--- BEGIN RECORDS FOR THE TASK ---

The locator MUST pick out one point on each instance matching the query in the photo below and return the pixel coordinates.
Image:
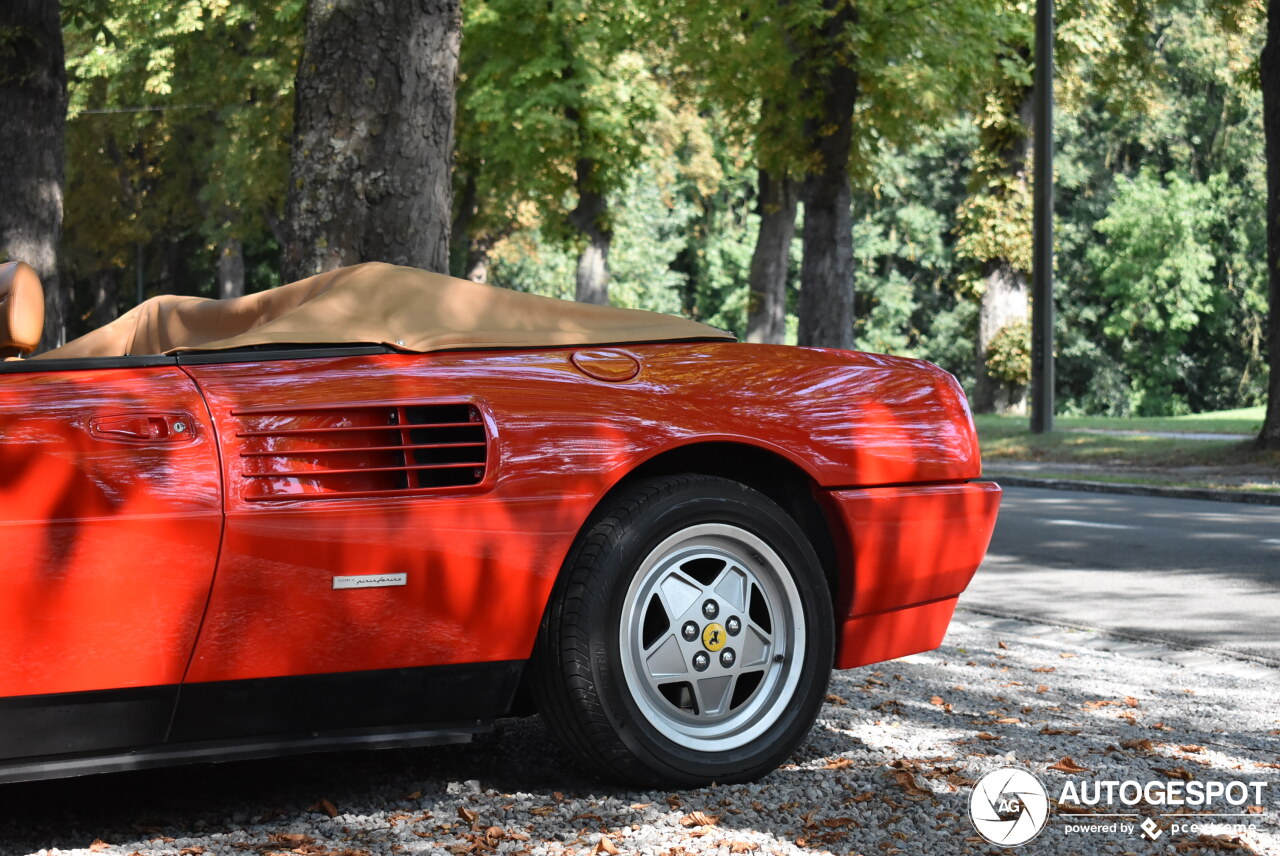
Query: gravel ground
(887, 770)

--- END RECORDS FOR THE TASK ---
--- BEGIN RECORDS FOR THE TASK ---

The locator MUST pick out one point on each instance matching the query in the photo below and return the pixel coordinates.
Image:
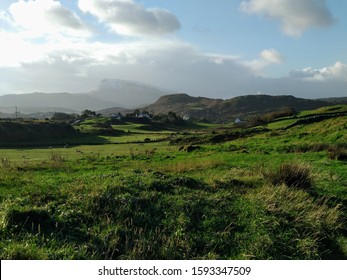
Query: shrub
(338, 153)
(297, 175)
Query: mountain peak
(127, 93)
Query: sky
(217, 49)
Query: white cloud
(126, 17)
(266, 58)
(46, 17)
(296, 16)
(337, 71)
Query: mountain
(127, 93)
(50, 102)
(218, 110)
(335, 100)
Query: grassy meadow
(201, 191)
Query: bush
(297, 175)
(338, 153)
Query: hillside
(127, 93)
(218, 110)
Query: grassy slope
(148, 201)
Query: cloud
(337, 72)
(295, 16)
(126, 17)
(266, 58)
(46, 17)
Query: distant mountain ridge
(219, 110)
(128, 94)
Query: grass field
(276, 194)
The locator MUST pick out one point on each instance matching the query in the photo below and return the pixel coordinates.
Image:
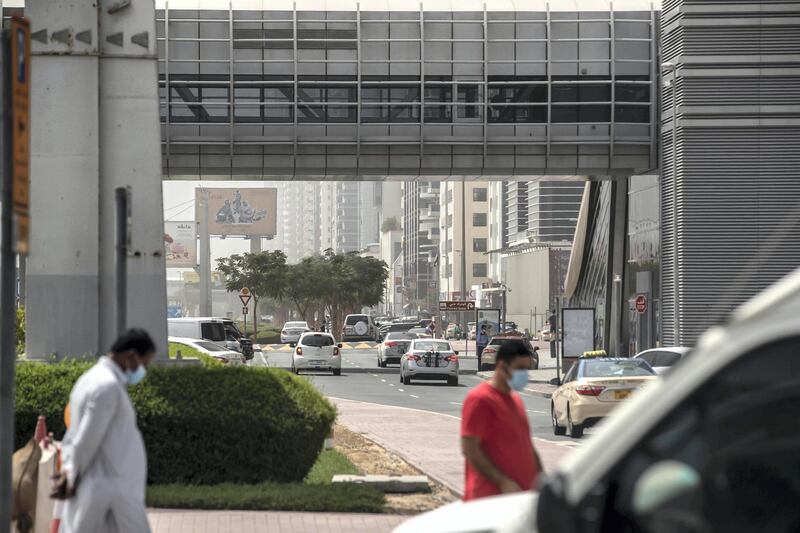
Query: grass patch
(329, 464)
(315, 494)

--- END RECORDS FOR THE TASK ---
--- BEGIN RECORDS FOR THE TASK ---

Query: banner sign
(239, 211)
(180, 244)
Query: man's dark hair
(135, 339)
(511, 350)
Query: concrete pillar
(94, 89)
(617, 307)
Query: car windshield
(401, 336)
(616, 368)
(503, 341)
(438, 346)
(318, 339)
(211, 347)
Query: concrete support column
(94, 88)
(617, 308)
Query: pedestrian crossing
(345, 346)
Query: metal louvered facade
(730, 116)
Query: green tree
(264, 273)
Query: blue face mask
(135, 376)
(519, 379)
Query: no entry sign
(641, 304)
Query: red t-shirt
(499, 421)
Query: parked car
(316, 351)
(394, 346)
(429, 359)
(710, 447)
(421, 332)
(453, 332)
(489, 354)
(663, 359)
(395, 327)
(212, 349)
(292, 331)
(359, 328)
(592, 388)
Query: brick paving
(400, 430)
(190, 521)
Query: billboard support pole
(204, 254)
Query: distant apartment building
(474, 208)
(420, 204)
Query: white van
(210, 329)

--- END RECORDS FOR THE TASK ---

### [STATED TASK]
How many lines in the records above contain the word "mountain"? Reply with the number alone.

### [ANSWER IN FULL]
3